[TASK DIRECTIONS]
Report every line of the items below that contains the word "point", treating uppercase and lowercase as different.

(Coordinate annotation entries)
○ ○ ○

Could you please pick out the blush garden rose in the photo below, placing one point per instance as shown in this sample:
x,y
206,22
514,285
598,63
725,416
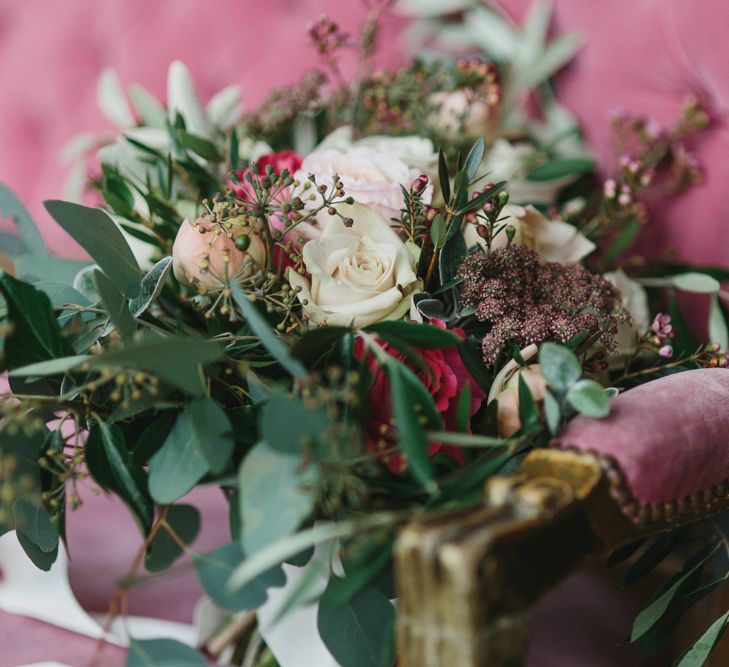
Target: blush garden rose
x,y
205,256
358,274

○ ○ ○

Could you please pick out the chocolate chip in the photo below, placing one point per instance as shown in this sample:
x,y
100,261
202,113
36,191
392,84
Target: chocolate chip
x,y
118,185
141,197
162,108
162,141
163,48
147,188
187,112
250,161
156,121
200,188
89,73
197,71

○ ○ ○

[WRITTEN SOLUTION]
Could you please pick out the blush garden rose in the photo below, placing one point per instance as shown in this sample:
Could you please pick out the chocolate chip in the photo below, placing one point per instance as shown in this sample:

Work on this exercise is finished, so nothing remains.